# [About this task]
Please report how many lines of the listing hold the word "segment". Add nothing to the number.

# [Data listing]

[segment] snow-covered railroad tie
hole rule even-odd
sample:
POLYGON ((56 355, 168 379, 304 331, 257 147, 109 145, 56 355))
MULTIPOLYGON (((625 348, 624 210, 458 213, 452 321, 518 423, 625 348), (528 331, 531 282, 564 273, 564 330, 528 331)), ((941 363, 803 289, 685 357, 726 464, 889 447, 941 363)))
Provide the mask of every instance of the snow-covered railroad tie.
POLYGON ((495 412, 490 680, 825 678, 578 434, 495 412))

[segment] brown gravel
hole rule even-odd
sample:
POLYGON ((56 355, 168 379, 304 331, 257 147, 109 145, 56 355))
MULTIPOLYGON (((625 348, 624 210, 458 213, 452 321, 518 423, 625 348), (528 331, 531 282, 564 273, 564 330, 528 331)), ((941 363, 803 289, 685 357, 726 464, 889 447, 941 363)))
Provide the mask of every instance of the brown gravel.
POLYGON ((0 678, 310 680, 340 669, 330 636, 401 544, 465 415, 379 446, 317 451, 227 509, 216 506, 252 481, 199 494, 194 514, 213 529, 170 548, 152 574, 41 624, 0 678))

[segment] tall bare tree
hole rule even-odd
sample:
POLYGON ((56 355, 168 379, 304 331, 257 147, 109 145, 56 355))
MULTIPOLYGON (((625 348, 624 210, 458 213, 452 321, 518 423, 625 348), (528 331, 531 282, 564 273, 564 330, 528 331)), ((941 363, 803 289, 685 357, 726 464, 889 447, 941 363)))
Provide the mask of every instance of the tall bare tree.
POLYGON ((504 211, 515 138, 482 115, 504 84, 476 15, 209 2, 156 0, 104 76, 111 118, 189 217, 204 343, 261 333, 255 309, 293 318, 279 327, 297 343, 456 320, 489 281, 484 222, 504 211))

# [Your solution]
3